> [EXERCISE INPUTS]
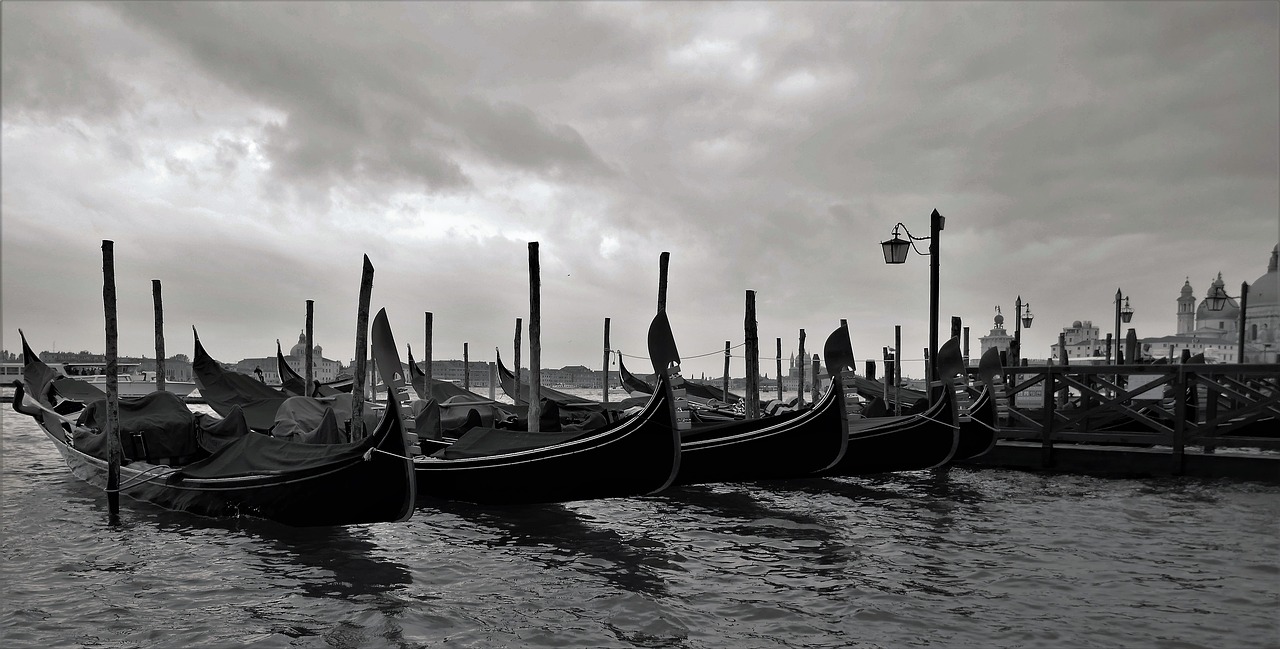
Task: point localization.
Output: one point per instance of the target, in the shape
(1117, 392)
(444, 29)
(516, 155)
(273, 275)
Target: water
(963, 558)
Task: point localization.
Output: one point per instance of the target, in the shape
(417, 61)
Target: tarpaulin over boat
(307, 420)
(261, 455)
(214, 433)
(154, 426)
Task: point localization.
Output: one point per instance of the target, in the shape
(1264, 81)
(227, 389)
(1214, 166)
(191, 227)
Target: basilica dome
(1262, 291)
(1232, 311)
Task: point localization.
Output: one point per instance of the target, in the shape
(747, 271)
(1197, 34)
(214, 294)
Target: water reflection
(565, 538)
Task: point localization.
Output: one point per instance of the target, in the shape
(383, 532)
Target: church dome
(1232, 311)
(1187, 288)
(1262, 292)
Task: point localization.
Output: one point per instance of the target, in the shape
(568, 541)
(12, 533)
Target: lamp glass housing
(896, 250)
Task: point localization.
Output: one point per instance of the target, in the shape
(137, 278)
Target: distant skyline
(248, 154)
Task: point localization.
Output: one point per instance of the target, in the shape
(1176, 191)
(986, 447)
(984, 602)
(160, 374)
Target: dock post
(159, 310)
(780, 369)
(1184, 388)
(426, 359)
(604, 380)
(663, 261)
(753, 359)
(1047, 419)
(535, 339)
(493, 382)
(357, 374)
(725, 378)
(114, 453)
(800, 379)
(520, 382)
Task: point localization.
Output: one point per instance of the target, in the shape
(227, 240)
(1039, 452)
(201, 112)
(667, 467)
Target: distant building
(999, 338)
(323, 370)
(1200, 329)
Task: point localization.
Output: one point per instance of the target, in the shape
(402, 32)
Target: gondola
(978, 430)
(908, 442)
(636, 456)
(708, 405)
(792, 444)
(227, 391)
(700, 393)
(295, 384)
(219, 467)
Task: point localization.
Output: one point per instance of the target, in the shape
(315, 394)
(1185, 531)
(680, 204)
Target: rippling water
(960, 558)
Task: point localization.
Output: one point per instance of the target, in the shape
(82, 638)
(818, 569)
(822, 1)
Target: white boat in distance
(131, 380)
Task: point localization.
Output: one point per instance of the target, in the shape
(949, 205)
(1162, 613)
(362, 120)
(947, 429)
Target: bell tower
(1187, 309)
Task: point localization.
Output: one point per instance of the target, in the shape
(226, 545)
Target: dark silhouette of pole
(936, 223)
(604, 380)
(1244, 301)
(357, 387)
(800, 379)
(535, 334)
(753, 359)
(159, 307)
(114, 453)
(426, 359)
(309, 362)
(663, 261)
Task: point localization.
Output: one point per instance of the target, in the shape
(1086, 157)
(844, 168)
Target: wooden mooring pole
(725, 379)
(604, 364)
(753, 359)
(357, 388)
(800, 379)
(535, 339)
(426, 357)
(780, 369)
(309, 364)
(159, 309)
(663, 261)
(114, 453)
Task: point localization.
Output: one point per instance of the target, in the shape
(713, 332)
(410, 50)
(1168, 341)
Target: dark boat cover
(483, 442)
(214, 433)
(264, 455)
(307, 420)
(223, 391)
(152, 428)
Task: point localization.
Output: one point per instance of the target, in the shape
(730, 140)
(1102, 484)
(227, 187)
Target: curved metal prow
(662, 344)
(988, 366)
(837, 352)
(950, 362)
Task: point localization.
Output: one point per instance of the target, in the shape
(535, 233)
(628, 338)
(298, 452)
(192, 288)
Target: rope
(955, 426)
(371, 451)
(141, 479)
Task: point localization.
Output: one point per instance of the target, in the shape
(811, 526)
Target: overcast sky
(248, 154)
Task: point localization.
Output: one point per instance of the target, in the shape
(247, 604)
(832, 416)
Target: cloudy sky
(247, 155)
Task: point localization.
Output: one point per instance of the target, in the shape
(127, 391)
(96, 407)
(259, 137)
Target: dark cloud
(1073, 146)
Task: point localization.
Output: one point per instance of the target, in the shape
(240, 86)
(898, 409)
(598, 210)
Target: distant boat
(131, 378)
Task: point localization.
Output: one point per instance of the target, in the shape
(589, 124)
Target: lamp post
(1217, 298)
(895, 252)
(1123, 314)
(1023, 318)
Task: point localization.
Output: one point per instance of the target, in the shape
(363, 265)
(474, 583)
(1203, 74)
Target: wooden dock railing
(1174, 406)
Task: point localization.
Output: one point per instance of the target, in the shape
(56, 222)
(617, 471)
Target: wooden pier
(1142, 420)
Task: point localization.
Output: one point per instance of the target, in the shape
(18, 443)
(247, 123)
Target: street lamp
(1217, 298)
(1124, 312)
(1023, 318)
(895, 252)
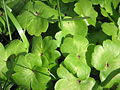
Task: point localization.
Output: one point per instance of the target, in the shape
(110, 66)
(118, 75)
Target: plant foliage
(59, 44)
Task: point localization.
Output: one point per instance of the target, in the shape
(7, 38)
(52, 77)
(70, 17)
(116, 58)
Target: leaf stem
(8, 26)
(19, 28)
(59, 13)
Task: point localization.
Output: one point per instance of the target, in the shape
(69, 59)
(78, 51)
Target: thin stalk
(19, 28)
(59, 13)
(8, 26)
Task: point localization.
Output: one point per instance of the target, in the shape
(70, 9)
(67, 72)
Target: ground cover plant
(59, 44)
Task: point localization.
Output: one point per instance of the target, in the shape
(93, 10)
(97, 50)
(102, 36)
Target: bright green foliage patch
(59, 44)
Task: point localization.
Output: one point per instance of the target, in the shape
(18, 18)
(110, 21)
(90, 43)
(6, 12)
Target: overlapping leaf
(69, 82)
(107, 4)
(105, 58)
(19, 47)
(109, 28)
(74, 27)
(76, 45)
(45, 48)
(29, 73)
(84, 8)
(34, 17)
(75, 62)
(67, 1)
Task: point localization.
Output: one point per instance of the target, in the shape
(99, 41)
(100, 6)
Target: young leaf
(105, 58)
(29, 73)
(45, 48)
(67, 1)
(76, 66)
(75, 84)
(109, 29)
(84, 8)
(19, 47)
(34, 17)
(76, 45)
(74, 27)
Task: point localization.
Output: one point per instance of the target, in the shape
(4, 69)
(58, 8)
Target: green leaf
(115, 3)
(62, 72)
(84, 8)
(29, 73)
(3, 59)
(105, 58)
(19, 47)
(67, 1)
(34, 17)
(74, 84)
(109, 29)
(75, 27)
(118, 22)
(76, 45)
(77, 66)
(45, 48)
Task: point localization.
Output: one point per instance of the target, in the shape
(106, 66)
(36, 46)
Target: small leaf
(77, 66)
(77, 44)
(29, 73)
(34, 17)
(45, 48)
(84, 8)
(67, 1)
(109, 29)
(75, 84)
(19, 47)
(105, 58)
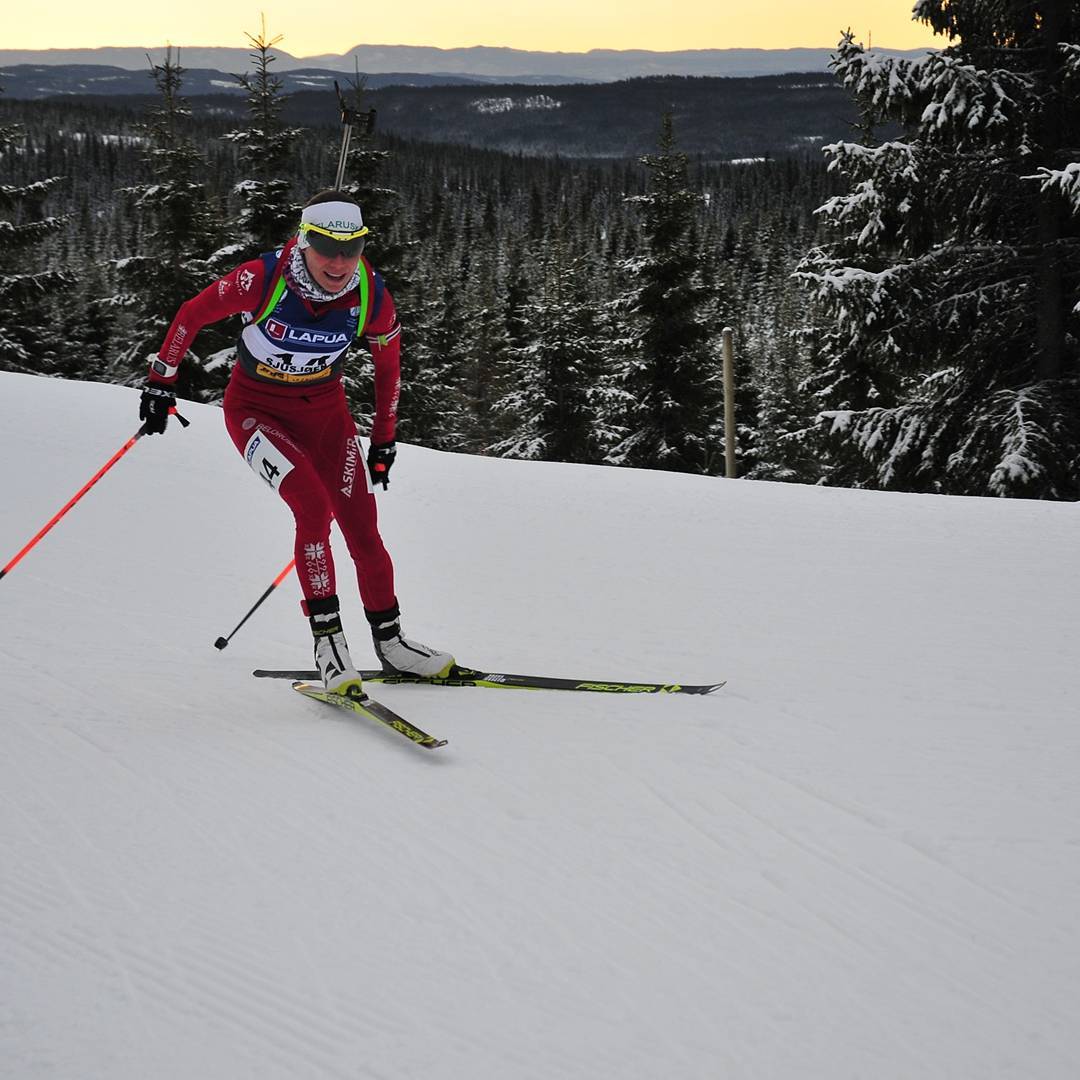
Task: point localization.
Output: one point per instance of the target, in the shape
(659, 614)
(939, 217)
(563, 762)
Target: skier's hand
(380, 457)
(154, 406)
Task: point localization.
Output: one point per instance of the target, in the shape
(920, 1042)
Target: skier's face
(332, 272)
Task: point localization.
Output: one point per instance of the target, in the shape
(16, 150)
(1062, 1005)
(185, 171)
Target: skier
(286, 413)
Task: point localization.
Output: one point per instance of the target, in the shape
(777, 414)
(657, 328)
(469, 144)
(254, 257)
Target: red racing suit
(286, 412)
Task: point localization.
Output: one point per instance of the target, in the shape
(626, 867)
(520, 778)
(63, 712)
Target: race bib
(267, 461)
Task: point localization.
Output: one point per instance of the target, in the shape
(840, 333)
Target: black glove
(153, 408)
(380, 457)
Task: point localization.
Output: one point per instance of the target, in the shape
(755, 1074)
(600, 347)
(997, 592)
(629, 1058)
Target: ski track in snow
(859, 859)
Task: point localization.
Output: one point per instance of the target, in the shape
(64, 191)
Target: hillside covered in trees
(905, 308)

> [WHAT IS EXPECTED]
Output all the material verbatim, skipping every image.

> [RESULT]
Task: point localization.
Output: one point per instance of the target, in the shape
(1117, 392)
(444, 29)
(516, 155)
(273, 275)
Target: water
(963, 558)
Task: point localization.
Output: one point per instance of the target, in the shape
(417, 61)
Target: tarpaulin over boat
(307, 420)
(261, 455)
(214, 433)
(154, 426)
Task: point localization.
Output: one point per instance of the target, in the shape
(1264, 81)
(227, 389)
(1214, 166)
(191, 227)
Target: basilica dome
(1262, 291)
(1232, 311)
Task: point localization.
Output: one point per instance of the target, in the shape
(747, 271)
(1197, 34)
(214, 294)
Target: water reflection
(565, 538)
Task: point localization.
Output: one point per instance of the target, in the shape
(383, 532)
Target: church dome
(1232, 311)
(1187, 288)
(1262, 292)
Task: point localization.
Output: one point per instance of the target, in the shape
(568, 541)
(12, 533)
Target: lamp glass housing
(896, 250)
Task: point localization.
Output: one point per instance of the target, in the shape
(137, 278)
Target: distant skyline
(248, 154)
Task: point localization.
Output: one point per instance of the target, in the shape
(1176, 191)
(986, 447)
(984, 602)
(160, 374)
Target: dock post
(159, 310)
(780, 369)
(1184, 388)
(426, 359)
(604, 380)
(663, 261)
(753, 359)
(1047, 419)
(535, 339)
(493, 382)
(357, 374)
(725, 378)
(114, 453)
(800, 379)
(520, 382)
Task: point localization.
Output: one point per instance of the target, in the shape
(227, 240)
(1039, 452)
(201, 112)
(667, 467)
Target: distant building
(999, 338)
(323, 370)
(1200, 329)
Task: point localization.
Output: one point per instance of the target, in the shape
(402, 32)
Target: gondola
(978, 430)
(908, 442)
(636, 456)
(708, 405)
(792, 444)
(227, 391)
(700, 393)
(295, 384)
(219, 467)
Task: point localization.
Output: one point per instance of the target, in the shape
(315, 394)
(1185, 531)
(680, 204)
Target: rippling water
(960, 558)
Task: point localization.
Output: one point per instance of the target, in the shape
(82, 638)
(818, 569)
(822, 1)
Target: white boat in distance
(131, 380)
Task: point localization.
Output: one point per instance of the target, in the shape
(949, 205)
(1162, 613)
(362, 120)
(947, 429)
Target: bell tower
(1187, 309)
Task: point localization.
Output: one point per instance of the target, in the shape
(226, 545)
Target: dark silhouette of pole
(936, 223)
(604, 380)
(1244, 301)
(357, 387)
(800, 379)
(535, 334)
(753, 359)
(159, 307)
(114, 453)
(426, 359)
(309, 362)
(663, 261)
Task: point localization.
Output: one point per instance of the target, in the shape
(1086, 157)
(844, 168)
Target: wooden mooring pole
(725, 379)
(604, 364)
(753, 359)
(357, 388)
(800, 379)
(535, 339)
(426, 357)
(780, 369)
(309, 364)
(159, 309)
(663, 261)
(114, 453)
Task: point localization.
Output: one point per instance of the target, in the shape
(713, 332)
(410, 50)
(1168, 341)
Target: dark boat cover
(483, 442)
(214, 433)
(264, 455)
(307, 420)
(223, 391)
(152, 428)
Task: point localization.
Output: one point per instance of the target, in the shape
(730, 140)
(1102, 484)
(227, 187)
Target: curved metal prow
(662, 344)
(988, 366)
(837, 352)
(950, 362)
Task: point localization.
Output: one point per instance of the target, in the shape
(535, 233)
(628, 338)
(298, 452)
(192, 288)
Target: rope
(955, 426)
(371, 451)
(141, 479)
Task: point localization.
Output: one point per instance of the target, in the shape
(811, 526)
Target: overcast sky
(248, 154)
Task: point localization.
Output: one point per instance of the target, in the shape
(247, 604)
(832, 416)
Target: cloudy sky
(247, 155)
Task: point localization.
Output: one point per instance of the target, in the shape
(127, 391)
(96, 407)
(259, 137)
Target: dark cloud
(1073, 146)
Task: point localization.
Output: one point per instance of the target, in the shape
(240, 86)
(898, 409)
(598, 210)
Target: distant boat
(131, 378)
Task: point localization.
Output: one point per instance of the target, in the shape
(589, 124)
Target: lamp post
(1217, 298)
(895, 252)
(1123, 314)
(1023, 318)
Task: point localization.
Output: one point per instance of the target, in the shape
(363, 265)
(474, 583)
(1203, 74)
Target: wooden dock railing
(1174, 406)
Task: point localization.
Output: one point per instance of the target, in the shape
(56, 222)
(617, 471)
Target: wooden pier
(1142, 420)
Task: point localization.
Output: one point per instance of the target, in the shape
(18, 443)
(247, 123)
Target: street lamp
(1217, 298)
(1124, 312)
(1023, 318)
(895, 252)
Task: point localization.
Output: one point per instance of the target, in the shape
(110, 66)
(118, 75)
Target: plant foliage
(59, 44)
Task: point localization.
Output: one point per instance of the target, in the shape
(7, 38)
(52, 77)
(70, 17)
(116, 58)
Target: leaf stem
(8, 26)
(19, 28)
(59, 13)
Task: point localization.
Output: one point per instance of the target, in the shape
(69, 59)
(78, 51)
Target: thin stalk
(19, 28)
(59, 13)
(8, 26)
Task: point localization.
Output: one point per instance of the target, in the shape
(70, 9)
(67, 72)
Target: ground cover plant
(59, 44)
Task: point localization.
Output: one point per instance of the target, in the shape
(93, 10)
(97, 50)
(102, 36)
Target: bright green foliage patch
(59, 44)
Task: point localization.
Output: one point per instance of the target, in the shape
(18, 18)
(110, 21)
(90, 43)
(6, 12)
Target: overlapping leaf
(69, 82)
(107, 4)
(105, 58)
(19, 47)
(109, 28)
(74, 27)
(76, 45)
(45, 48)
(29, 73)
(84, 8)
(34, 17)
(75, 62)
(67, 1)
Task: point localization.
Output: one point per instance of the target, in the shape
(99, 41)
(100, 6)
Target: young leaf
(105, 58)
(29, 73)
(45, 48)
(67, 1)
(76, 66)
(75, 84)
(109, 29)
(84, 8)
(19, 47)
(34, 17)
(76, 45)
(74, 27)
Task: point localization.
Output: one point per instance of the target, in the shape
(4, 69)
(58, 8)
Target: green leaf
(115, 3)
(62, 72)
(84, 8)
(29, 73)
(3, 59)
(105, 58)
(19, 47)
(67, 1)
(34, 17)
(74, 84)
(109, 29)
(75, 27)
(118, 22)
(76, 45)
(77, 66)
(45, 48)
Task: point localization.
Output: one point per instance of the target, in the shape
(106, 66)
(36, 46)
Target: small leaf
(77, 66)
(77, 44)
(29, 73)
(34, 17)
(45, 48)
(84, 8)
(67, 1)
(109, 29)
(75, 84)
(19, 47)
(105, 58)
Task: point localization.
Output: one point per instance of the target, in the shape
(659, 614)
(939, 217)
(563, 762)
Target: skier's hand
(380, 457)
(154, 406)
Task: point localization.
Output: one point per instance of the target, in the shape
(920, 1042)
Target: skier's face
(332, 272)
Task: point localization.
Output: one point per instance of the target, in the shape
(16, 150)
(1062, 1005)
(185, 171)
Target: skier
(286, 413)
Task: point localization.
Output: one point per instance of the target, in the shape
(777, 414)
(657, 328)
(469, 144)
(254, 257)
Target: red racing suit
(286, 412)
Task: point localization.
Output: one point per instance of the target, in the shape
(626, 867)
(520, 778)
(63, 712)
Target: race bib
(267, 461)
Task: point localization.
Output: one point per instance of the target, in the shape
(840, 333)
Target: black glove
(153, 408)
(380, 457)
Task: point localization.
Output: one point per instance of the target, in the shape
(755, 1074)
(600, 347)
(997, 592)
(629, 1058)
Target: ski track in snow
(859, 859)
Task: point localization.
Output: one point per instance of the target, in the shape
(64, 191)
Target: hillside covered in trees
(905, 308)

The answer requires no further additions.